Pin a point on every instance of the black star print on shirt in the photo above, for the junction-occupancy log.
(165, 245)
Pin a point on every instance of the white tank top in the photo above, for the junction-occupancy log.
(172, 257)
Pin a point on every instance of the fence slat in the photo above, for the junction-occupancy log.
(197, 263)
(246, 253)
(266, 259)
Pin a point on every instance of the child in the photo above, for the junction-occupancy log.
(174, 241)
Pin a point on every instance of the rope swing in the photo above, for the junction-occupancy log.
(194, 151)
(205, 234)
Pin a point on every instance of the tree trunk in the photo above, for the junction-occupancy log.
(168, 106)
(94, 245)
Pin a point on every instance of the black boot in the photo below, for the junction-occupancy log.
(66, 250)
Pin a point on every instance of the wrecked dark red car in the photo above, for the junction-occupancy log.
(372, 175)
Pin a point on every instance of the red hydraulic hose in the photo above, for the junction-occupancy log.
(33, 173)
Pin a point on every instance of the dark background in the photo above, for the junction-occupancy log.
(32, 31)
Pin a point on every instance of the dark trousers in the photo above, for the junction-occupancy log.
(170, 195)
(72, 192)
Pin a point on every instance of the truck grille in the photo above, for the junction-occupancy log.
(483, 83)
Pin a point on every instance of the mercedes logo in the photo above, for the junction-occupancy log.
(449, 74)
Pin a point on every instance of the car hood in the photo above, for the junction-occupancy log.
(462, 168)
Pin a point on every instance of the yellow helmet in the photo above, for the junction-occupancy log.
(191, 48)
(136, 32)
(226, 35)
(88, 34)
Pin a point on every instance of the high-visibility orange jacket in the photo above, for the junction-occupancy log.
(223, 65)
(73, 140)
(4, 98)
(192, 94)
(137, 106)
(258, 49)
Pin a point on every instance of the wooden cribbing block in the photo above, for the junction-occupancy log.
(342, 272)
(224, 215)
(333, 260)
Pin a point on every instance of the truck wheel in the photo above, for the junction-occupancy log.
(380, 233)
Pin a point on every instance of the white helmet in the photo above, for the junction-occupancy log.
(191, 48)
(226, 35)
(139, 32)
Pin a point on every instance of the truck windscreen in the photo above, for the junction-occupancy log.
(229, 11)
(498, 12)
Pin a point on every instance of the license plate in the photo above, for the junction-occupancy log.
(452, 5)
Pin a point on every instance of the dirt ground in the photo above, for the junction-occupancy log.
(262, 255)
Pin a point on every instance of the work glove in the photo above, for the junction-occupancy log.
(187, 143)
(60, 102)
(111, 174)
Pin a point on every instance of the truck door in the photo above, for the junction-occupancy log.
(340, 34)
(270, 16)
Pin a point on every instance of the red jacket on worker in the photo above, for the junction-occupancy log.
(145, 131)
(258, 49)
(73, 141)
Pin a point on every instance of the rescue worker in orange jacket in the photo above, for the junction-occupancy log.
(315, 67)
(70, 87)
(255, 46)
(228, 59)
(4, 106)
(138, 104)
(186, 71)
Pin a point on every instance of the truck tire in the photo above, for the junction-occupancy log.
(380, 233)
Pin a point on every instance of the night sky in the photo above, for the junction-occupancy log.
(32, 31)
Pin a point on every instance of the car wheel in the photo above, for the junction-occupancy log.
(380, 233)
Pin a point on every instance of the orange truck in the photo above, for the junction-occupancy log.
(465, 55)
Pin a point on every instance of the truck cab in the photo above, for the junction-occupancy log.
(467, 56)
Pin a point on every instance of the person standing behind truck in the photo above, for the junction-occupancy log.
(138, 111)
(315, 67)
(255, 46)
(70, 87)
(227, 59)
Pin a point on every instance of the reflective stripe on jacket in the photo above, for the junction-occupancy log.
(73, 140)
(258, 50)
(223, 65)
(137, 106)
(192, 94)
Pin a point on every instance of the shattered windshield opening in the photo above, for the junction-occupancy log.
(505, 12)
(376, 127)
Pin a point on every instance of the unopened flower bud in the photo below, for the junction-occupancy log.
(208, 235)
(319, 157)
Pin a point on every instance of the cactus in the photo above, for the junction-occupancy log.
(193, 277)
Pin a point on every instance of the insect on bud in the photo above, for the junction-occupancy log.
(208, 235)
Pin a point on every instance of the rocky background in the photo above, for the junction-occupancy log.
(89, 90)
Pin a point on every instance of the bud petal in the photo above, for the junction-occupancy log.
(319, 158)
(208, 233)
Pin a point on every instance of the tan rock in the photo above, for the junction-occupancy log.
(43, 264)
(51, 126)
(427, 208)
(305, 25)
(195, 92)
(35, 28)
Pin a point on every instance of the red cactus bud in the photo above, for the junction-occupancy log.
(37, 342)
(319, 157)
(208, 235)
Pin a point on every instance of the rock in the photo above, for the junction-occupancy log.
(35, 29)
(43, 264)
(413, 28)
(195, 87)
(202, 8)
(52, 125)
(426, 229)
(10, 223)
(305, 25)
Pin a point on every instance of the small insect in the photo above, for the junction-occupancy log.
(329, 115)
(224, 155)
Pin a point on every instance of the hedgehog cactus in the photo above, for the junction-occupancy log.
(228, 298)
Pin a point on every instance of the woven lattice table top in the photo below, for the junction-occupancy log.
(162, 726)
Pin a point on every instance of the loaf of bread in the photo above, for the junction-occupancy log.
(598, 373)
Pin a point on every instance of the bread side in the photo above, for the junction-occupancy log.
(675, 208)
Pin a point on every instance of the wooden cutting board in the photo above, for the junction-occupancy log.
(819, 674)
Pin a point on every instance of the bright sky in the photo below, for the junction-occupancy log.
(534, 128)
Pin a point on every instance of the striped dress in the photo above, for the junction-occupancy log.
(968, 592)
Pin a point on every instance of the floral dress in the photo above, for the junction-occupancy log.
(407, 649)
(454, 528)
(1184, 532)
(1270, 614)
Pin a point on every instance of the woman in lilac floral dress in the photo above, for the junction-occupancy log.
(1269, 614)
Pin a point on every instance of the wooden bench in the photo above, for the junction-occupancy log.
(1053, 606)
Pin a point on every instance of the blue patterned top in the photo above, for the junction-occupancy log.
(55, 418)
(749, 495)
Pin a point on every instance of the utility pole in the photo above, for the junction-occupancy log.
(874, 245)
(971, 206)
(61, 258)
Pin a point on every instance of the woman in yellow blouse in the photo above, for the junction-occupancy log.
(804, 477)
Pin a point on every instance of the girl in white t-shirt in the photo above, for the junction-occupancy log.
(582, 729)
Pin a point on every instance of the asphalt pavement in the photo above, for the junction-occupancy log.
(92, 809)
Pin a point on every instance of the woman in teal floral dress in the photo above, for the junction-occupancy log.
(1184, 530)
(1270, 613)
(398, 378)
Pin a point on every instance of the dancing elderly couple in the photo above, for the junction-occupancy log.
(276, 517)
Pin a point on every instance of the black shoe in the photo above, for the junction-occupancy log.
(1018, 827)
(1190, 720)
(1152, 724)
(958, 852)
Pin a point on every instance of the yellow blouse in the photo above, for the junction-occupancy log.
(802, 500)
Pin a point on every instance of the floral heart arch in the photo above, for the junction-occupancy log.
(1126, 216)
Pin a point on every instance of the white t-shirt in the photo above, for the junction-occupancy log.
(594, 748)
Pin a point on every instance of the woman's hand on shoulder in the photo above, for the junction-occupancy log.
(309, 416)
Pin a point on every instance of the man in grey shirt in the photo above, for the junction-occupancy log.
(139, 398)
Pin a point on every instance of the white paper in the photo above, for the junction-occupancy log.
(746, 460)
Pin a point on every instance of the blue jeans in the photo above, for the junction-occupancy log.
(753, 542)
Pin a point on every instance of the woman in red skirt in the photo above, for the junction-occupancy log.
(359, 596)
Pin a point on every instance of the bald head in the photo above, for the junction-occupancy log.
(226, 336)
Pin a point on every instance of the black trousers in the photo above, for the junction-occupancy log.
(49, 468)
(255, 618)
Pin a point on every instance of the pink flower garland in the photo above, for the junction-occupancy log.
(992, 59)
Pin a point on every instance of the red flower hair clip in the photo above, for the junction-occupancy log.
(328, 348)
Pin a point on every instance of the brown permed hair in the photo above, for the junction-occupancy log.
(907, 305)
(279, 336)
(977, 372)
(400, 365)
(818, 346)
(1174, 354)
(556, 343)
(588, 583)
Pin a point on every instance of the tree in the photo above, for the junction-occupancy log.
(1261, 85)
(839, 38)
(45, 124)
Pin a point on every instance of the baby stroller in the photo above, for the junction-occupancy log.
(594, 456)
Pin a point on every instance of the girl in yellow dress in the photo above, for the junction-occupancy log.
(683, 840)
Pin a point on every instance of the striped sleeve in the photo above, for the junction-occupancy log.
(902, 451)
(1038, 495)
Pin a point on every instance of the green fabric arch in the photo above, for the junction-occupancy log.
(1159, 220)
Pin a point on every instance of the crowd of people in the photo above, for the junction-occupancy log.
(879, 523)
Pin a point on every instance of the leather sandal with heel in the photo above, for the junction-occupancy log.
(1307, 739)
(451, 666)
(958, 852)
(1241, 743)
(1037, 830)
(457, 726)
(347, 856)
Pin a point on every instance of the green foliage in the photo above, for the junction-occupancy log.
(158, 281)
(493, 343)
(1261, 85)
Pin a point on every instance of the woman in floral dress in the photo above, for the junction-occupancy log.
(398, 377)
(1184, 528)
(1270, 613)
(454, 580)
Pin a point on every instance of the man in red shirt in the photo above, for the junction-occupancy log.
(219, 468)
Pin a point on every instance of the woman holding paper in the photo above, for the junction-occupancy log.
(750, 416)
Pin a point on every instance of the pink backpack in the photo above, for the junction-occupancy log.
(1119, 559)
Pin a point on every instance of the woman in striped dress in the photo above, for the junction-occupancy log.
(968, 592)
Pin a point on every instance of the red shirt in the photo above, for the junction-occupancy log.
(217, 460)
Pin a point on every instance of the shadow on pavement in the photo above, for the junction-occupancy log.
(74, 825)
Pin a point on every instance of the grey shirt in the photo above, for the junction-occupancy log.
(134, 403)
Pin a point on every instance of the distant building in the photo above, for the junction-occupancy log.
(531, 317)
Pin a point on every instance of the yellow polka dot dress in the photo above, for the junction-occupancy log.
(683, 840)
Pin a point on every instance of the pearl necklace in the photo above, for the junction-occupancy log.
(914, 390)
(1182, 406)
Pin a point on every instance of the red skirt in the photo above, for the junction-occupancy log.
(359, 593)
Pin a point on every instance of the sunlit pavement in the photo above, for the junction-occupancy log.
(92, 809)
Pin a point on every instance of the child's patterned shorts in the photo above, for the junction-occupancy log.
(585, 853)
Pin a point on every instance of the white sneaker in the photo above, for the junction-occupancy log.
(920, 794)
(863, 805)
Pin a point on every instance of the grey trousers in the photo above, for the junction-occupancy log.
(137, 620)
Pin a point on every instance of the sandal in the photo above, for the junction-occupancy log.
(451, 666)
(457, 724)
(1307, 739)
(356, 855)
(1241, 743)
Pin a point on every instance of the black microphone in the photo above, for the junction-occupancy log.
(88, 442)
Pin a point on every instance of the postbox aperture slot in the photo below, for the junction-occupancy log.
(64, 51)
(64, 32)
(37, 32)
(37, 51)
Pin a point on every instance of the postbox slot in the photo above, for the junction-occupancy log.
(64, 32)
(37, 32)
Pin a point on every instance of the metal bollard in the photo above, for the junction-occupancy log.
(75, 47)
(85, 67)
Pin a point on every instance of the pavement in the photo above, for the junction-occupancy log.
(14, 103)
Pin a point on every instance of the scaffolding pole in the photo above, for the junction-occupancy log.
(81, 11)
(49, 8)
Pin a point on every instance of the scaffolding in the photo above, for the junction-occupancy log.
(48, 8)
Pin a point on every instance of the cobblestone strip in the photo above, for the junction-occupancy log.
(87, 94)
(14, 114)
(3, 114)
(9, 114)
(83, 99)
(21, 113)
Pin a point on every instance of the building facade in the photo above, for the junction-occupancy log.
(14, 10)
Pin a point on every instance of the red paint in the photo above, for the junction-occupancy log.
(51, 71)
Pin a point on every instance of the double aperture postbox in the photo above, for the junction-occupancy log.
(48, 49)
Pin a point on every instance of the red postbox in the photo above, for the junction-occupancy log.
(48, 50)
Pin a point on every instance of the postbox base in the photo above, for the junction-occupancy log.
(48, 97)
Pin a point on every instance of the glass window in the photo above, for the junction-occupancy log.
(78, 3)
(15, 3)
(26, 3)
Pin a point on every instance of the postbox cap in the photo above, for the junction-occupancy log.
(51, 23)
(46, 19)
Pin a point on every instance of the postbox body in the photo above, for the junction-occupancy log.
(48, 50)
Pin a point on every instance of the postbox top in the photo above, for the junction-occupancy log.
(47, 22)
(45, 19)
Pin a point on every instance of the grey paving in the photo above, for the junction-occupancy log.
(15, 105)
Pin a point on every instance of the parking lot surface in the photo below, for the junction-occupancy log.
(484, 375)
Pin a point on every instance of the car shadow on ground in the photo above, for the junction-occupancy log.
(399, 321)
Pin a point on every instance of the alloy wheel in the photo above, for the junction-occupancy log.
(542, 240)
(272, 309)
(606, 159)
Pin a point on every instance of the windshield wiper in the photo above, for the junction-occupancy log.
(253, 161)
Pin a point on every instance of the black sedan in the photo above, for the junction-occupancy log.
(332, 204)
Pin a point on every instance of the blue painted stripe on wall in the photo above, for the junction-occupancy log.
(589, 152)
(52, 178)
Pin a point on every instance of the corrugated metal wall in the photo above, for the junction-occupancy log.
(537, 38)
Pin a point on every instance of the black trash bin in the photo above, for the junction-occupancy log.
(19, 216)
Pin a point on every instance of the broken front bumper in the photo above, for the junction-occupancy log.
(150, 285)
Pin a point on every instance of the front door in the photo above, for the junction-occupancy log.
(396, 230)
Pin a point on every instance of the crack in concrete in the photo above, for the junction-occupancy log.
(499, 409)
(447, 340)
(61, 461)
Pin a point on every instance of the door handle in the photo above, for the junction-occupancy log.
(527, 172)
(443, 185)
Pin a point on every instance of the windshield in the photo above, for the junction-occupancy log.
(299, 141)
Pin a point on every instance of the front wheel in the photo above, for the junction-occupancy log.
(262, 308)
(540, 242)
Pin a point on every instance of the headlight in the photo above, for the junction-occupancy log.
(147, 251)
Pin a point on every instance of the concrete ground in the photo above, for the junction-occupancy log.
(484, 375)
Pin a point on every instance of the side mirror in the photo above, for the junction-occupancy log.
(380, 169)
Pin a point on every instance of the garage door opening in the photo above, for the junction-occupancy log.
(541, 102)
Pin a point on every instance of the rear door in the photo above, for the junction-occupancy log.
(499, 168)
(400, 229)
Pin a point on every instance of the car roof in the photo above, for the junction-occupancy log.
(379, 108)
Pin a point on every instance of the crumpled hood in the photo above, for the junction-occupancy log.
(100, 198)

•••

### What is required
All that is wanted is the set of lines from the one with "Pin a point on every instance of the car roof" through the last line of the entries, both included, output exactly.

### Exercise output
Pin a point on every instance of the car roof in the photo above, for the junction-occupancy log.
(379, 108)
Pin a point on every instance of the crumpled hood in the photo above, for the junction-occupancy log.
(100, 198)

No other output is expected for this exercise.